## Objective
Copy out every row below word for word, but leave out the pictures.

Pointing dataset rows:
* Begin *

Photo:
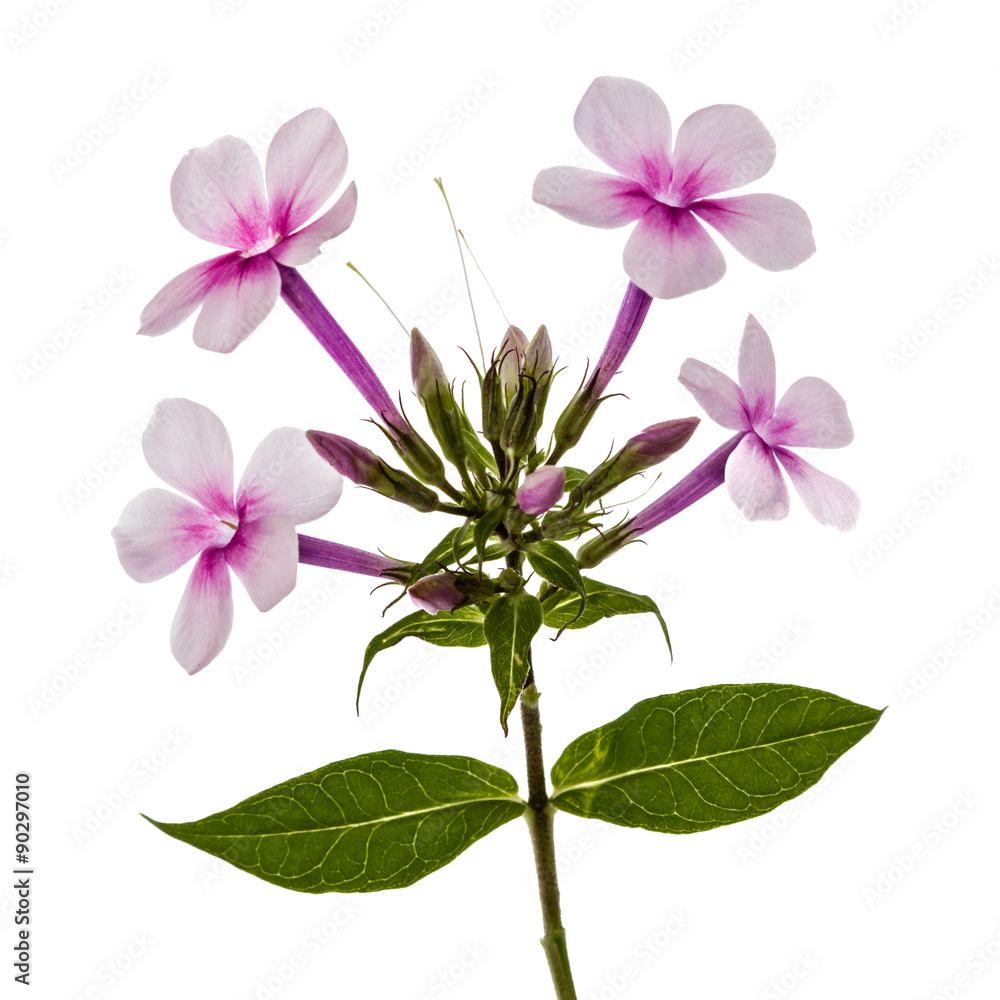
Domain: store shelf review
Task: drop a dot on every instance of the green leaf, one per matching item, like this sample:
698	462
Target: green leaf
443	553
574	477
556	564
510	625
692	761
562	609
461	627
483	530
479	454
379	821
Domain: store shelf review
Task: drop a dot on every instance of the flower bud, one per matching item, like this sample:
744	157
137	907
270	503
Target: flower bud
521	426
641	452
494	404
509	359
538	354
365	468
437	593
422	460
606	544
574	419
435	393
541	489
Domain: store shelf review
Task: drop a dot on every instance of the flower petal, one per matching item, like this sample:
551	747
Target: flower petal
187	446
770	231
238	304
756	368
205	616
829	500
264	554
669	254
718	395
590	197
218	194
755	482
285	476
719	148
541	489
159	531
811	414
306	162
627	125
303	246
178	298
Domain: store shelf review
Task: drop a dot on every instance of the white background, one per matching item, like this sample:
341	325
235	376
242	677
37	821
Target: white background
883	881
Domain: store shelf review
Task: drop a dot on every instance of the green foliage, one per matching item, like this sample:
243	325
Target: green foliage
510	625
557	565
379	821
562	609
679	763
461	627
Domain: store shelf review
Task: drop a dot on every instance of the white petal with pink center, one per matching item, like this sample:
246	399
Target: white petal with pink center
829	500
285	484
204	619
719	148
217	192
717	394
286	476
811	414
755	482
159	532
669	254
757	371
627	125
590	197
264	554
188	447
306	162
770	231
238	304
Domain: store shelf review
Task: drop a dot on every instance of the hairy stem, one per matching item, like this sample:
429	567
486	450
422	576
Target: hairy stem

* End *

## Complete answer
Photo:
Domain: store shelf review
Task: drop a dot on every instance of the green leaf, one per matching item, like this sample:
698	462
Target: green leaf
443	553
574	477
556	564
510	625
692	761
562	609
461	627
483	530
479	454
379	821
Domain: store shelf review
Task: drop a dot on every instance of the flower bud, one per matching item, like this sample:
744	157
137	907
270	503
Target: flower bud
521	426
641	452
494	404
509	359
538	354
365	468
437	593
422	460
606	544
574	419
435	393
541	489
Domain: store shelf review
Task: drop a dot on every instance of the flower petal, one per matching item, like this sample:
551	747
Target: flower petal
187	446
770	231
238	304
756	368
205	616
829	500
264	554
669	254
718	395
590	197
218	194
755	482
285	476
719	148
541	489
159	531
811	414
306	162
627	125
303	246
178	298
Domain: store shelf review
Task: drop a dot on every instance of the white background, one per matching item, like this sample:
341	325
235	376
242	677
37	821
Target: white background
883	881
Domain: store shelf review
Task: drop a dot on every instance of the green foliage, one per matching item, like this sample:
243	325
Target: green foliage
510	625
557	565
379	821
562	609
679	763
461	627
Domain: store shelf review
Task: drop a dot on every instance of the white petal with pink center, one per matching item, like this sample:
246	399
Target: white petal with pink center
829	500
285	484
204	619
719	148
217	192
717	394
286	476
811	414
755	482
159	532
669	254
757	371
627	125
590	197
264	554
188	447
306	162
770	231
238	304
Domain: store shelf review
Task: drop a dot on every instance of the hairy stem, one per matching item, like this sample:
429	567
486	450
422	576
Target: hairy stem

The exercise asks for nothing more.